◆ **What you have to do**:
Retype the material below line for line, leaving out the pictures.

◆ **Listed entries**:

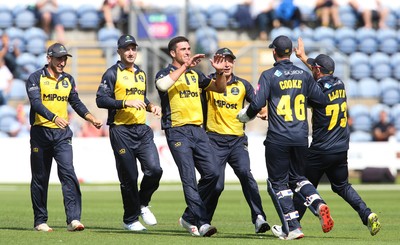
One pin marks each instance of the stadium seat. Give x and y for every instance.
(36, 46)
(197, 19)
(381, 71)
(344, 32)
(106, 33)
(379, 58)
(35, 32)
(358, 58)
(352, 90)
(368, 88)
(395, 60)
(391, 20)
(388, 83)
(364, 33)
(323, 32)
(282, 31)
(18, 91)
(6, 18)
(233, 23)
(394, 113)
(368, 45)
(360, 136)
(15, 33)
(219, 20)
(385, 33)
(389, 46)
(172, 9)
(390, 97)
(375, 110)
(207, 40)
(25, 19)
(88, 17)
(360, 71)
(348, 19)
(27, 62)
(68, 18)
(347, 45)
(215, 8)
(3, 135)
(303, 32)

◆ **Answer for the task**:
One pin marks each instance of the stadium seat. Give x and y for every instance.
(36, 46)
(197, 19)
(381, 71)
(344, 32)
(106, 33)
(379, 58)
(35, 32)
(358, 58)
(352, 90)
(368, 88)
(395, 60)
(391, 20)
(388, 83)
(364, 33)
(323, 32)
(282, 31)
(18, 91)
(6, 18)
(233, 23)
(394, 113)
(368, 45)
(360, 136)
(15, 33)
(219, 20)
(385, 33)
(389, 46)
(172, 9)
(390, 97)
(375, 110)
(207, 40)
(25, 19)
(88, 17)
(360, 71)
(348, 19)
(27, 62)
(68, 18)
(347, 45)
(215, 8)
(3, 135)
(303, 32)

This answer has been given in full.